What is required >> Repeat every line of the data exactly; the pictures stay out.

Dataset records:

****

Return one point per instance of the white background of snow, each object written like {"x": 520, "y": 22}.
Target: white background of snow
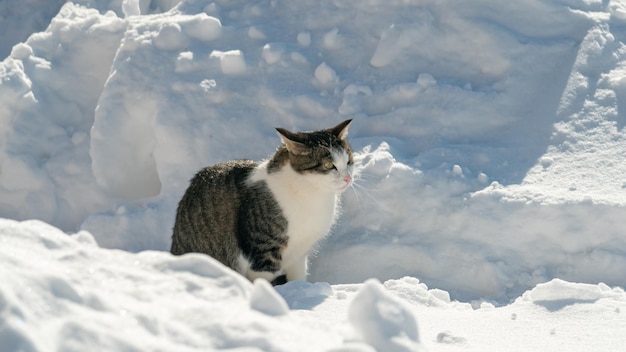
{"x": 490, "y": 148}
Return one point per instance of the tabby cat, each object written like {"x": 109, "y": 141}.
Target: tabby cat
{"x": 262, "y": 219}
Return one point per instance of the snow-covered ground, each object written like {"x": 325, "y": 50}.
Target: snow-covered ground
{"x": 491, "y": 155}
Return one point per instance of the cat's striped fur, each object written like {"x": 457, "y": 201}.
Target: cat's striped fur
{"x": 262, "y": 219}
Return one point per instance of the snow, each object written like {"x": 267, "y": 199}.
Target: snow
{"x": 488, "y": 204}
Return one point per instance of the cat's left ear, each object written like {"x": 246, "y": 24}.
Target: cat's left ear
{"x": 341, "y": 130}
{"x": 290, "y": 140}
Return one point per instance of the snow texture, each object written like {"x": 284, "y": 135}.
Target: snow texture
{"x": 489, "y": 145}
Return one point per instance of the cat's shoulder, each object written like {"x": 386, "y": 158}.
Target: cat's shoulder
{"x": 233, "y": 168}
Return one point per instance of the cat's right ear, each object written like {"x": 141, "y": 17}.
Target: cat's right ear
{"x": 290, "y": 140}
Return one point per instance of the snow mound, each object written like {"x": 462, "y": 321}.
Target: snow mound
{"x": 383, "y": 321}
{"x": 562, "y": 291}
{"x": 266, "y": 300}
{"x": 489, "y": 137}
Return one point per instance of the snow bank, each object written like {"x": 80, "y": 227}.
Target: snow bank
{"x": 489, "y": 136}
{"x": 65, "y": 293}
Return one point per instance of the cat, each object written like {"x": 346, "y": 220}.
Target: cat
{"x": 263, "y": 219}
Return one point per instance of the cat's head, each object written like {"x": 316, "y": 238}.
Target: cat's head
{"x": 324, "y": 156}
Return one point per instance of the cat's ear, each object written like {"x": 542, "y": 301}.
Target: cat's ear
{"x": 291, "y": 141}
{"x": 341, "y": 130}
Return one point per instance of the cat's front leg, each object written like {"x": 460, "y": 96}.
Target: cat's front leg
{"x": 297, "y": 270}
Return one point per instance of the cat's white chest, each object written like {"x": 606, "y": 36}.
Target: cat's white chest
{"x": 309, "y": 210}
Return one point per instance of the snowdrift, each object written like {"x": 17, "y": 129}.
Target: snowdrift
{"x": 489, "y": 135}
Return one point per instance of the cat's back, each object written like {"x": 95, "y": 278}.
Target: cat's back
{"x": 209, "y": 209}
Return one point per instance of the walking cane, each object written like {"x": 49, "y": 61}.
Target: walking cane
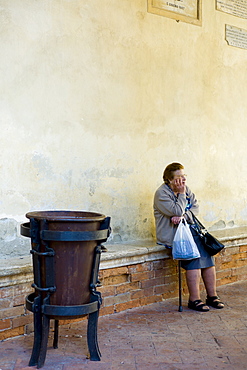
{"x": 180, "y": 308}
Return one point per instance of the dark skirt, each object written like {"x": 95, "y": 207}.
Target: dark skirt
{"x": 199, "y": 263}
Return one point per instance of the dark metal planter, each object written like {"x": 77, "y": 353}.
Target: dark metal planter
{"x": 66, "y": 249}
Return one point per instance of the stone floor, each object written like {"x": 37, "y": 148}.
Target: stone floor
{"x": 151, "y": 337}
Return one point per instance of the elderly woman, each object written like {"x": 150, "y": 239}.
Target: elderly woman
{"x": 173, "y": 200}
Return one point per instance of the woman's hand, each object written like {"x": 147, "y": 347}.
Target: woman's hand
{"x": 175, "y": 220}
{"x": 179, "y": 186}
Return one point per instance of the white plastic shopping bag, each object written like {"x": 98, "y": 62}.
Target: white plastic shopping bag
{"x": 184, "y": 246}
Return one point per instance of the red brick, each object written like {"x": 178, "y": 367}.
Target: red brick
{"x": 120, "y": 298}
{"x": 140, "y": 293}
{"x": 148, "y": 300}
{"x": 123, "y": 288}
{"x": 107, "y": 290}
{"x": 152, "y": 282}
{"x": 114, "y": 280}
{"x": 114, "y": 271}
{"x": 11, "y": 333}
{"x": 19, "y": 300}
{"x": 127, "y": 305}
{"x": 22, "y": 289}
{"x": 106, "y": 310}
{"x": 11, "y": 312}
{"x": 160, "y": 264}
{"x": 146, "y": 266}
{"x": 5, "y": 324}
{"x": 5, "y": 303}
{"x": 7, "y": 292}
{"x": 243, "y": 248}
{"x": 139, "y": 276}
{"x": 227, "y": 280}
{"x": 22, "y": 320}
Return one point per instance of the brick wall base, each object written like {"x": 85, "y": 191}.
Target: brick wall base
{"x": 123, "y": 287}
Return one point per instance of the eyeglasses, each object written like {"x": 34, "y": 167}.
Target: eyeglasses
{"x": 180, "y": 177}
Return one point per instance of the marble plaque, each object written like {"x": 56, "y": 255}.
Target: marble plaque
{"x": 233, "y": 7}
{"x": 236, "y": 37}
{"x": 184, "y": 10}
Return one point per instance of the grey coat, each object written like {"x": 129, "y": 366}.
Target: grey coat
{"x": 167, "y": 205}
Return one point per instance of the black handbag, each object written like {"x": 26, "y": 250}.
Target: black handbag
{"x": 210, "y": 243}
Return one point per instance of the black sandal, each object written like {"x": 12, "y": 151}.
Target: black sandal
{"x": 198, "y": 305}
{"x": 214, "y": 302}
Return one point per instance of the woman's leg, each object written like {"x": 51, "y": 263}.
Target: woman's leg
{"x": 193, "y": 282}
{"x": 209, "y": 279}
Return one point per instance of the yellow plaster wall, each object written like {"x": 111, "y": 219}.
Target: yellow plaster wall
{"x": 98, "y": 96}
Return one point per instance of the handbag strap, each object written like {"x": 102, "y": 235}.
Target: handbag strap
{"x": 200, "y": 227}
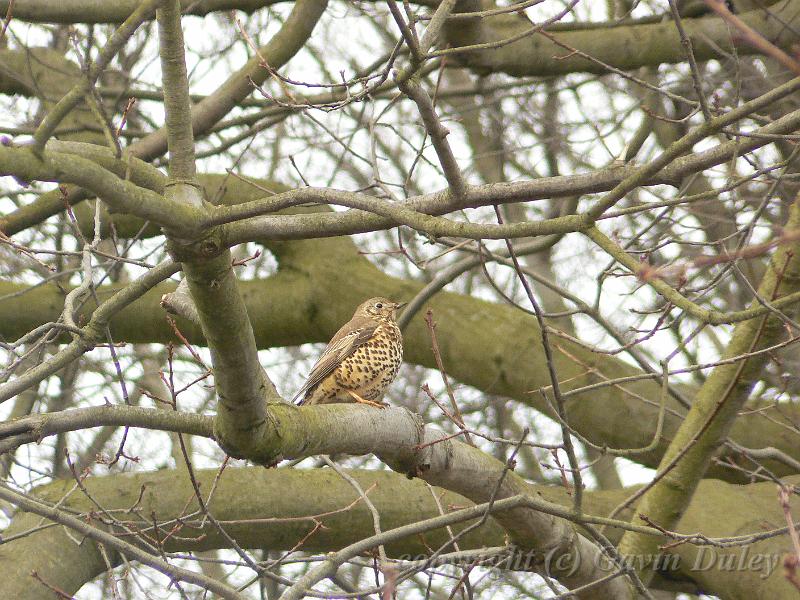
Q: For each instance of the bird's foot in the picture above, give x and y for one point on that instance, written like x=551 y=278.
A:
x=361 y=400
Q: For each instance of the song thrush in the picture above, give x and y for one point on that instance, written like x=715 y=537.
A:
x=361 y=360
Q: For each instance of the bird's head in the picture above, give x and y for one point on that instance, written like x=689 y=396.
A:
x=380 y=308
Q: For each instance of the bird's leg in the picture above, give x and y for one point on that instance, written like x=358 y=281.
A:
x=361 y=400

****

Finished exercise >>
Return one point per instance of the white background of snow, each object written like {"x": 520, "y": 22}.
Target: white background of snow
{"x": 490, "y": 148}
Return one point per instance of the tabby cat, each object written like {"x": 109, "y": 141}.
Target: tabby cat
{"x": 262, "y": 219}
Return one point per instance of the snow-covered ground, each object written like {"x": 325, "y": 50}.
Target: snow-covered ground
{"x": 491, "y": 155}
Return one point per instance of the cat's striped fur, each object written like {"x": 457, "y": 201}.
Target: cat's striped fur
{"x": 262, "y": 219}
Return one point per instance of the snow, each object written like {"x": 267, "y": 199}.
Target: snow
{"x": 488, "y": 204}
Return one point per instance of the cat's left ear, each object written like {"x": 246, "y": 24}.
Target: cat's left ear
{"x": 341, "y": 130}
{"x": 290, "y": 140}
Return one point per instance of the snow texture, each object written like {"x": 284, "y": 135}.
Target: snow texture
{"x": 489, "y": 145}
Return one point per instance of the cat's shoulder, each object written like {"x": 386, "y": 158}.
Target: cat's shoulder
{"x": 233, "y": 168}
Return one point per instance of the cat's right ear, each object written like {"x": 141, "y": 17}.
Target: cat's right ear
{"x": 290, "y": 140}
Return one point per instance of the snow mound, each object written like {"x": 462, "y": 321}.
Target: snow mound
{"x": 383, "y": 321}
{"x": 562, "y": 291}
{"x": 266, "y": 300}
{"x": 489, "y": 137}
Return one point per instance of the snow bank, each object written like {"x": 80, "y": 227}.
Target: snow bank
{"x": 489, "y": 136}
{"x": 65, "y": 293}
Return one point per instance of the cat, each object written like {"x": 346, "y": 220}.
Target: cat
{"x": 263, "y": 219}
Return one point per instance of the cat's head, each object written like {"x": 316, "y": 238}.
Target: cat's head
{"x": 324, "y": 156}
Return one point per instance of the cat's ear, each object written like {"x": 542, "y": 301}.
Target: cat's ear
{"x": 291, "y": 141}
{"x": 341, "y": 130}
Return one point per instance of the cat's front leg, each object written like {"x": 460, "y": 96}.
Target: cat's front leg
{"x": 297, "y": 270}
Return one point per instance of the cat's white chest, each object written like {"x": 606, "y": 36}.
Target: cat's white chest
{"x": 309, "y": 210}
Return one point per instance of the snowdrift, each object written like {"x": 17, "y": 129}.
Target: snowdrift
{"x": 489, "y": 135}
Return one point per instance of the cat's back, each object written like {"x": 95, "y": 278}.
Target: cat's back
{"x": 209, "y": 209}
Return one point per instance of the walking cane, each object written like {"x": 49, "y": 61}.
Target: walking cane
{"x": 180, "y": 308}
Return one point per instance of the dark skirt, each object written like {"x": 95, "y": 207}.
Target: dark skirt
{"x": 199, "y": 263}
Return one point per instance of the dark metal planter, each object written like {"x": 77, "y": 353}.
Target: dark metal planter
{"x": 66, "y": 249}
Return one point per instance of the stone floor, each object written like {"x": 37, "y": 148}.
Target: stone floor
{"x": 151, "y": 337}
Return one point per instance of the elderly woman, each object written like {"x": 150, "y": 239}.
Target: elderly woman
{"x": 173, "y": 200}
Return one point per instance of the woman's hand, each object written like {"x": 147, "y": 347}.
Target: woman's hand
{"x": 175, "y": 220}
{"x": 179, "y": 186}
Return one point per instance of the white plastic shopping bag, each object written like {"x": 98, "y": 62}.
Target: white plastic shopping bag
{"x": 184, "y": 246}
Return one point per instance of the red brick, each object written like {"x": 178, "y": 367}.
Target: red brick
{"x": 120, "y": 298}
{"x": 140, "y": 293}
{"x": 148, "y": 300}
{"x": 123, "y": 288}
{"x": 107, "y": 290}
{"x": 152, "y": 282}
{"x": 114, "y": 280}
{"x": 114, "y": 271}
{"x": 11, "y": 333}
{"x": 19, "y": 300}
{"x": 127, "y": 305}
{"x": 22, "y": 289}
{"x": 106, "y": 310}
{"x": 11, "y": 312}
{"x": 160, "y": 264}
{"x": 146, "y": 266}
{"x": 5, "y": 324}
{"x": 5, "y": 303}
{"x": 7, "y": 292}
{"x": 243, "y": 248}
{"x": 139, "y": 276}
{"x": 227, "y": 280}
{"x": 22, "y": 320}
Return one point per instance of the brick wall base, each object written like {"x": 85, "y": 191}.
Target: brick wall base
{"x": 123, "y": 287}
Return one point per instance of the eyeglasses, each object written like {"x": 34, "y": 167}.
Target: eyeglasses
{"x": 180, "y": 177}
Return one point per instance of the marble plaque, each object written like {"x": 56, "y": 255}.
Target: marble plaque
{"x": 233, "y": 7}
{"x": 236, "y": 37}
{"x": 184, "y": 10}
Return one point per instance of the grey coat, each object written like {"x": 129, "y": 366}.
Target: grey coat
{"x": 167, "y": 205}
Return one point per instance of the black handbag, each object written like {"x": 26, "y": 250}.
Target: black handbag
{"x": 210, "y": 243}
Return one point per instance of the black sandal, each object written like {"x": 12, "y": 151}.
Target: black sandal
{"x": 198, "y": 305}
{"x": 214, "y": 302}
Return one point per instance of the woman's leg, each object written like {"x": 51, "y": 263}.
Target: woman's leg
{"x": 193, "y": 282}
{"x": 209, "y": 279}
Return one point per instance of the yellow plaster wall, each object written like {"x": 111, "y": 219}.
Target: yellow plaster wall
{"x": 98, "y": 96}
Return one point per instance of the handbag strap, each object written like {"x": 102, "y": 235}.
Target: handbag strap
{"x": 200, "y": 227}
Q: For each instance of the bird's foot in the picture above, give x and y for one point on that instance, written like x=551 y=278.
A:
x=361 y=400
Q: For each instance of the song thrush in the picture above, give x and y for one point on that instance, written like x=715 y=537.
A:
x=361 y=360
Q: For each instance of the bird's head in the picture above, give x and y for one point on that instance, written like x=689 y=396.
A:
x=380 y=308
Q: For each instance of the bird's leg in the picture above, give x and y for one point on that instance, written like x=358 y=281.
A:
x=361 y=400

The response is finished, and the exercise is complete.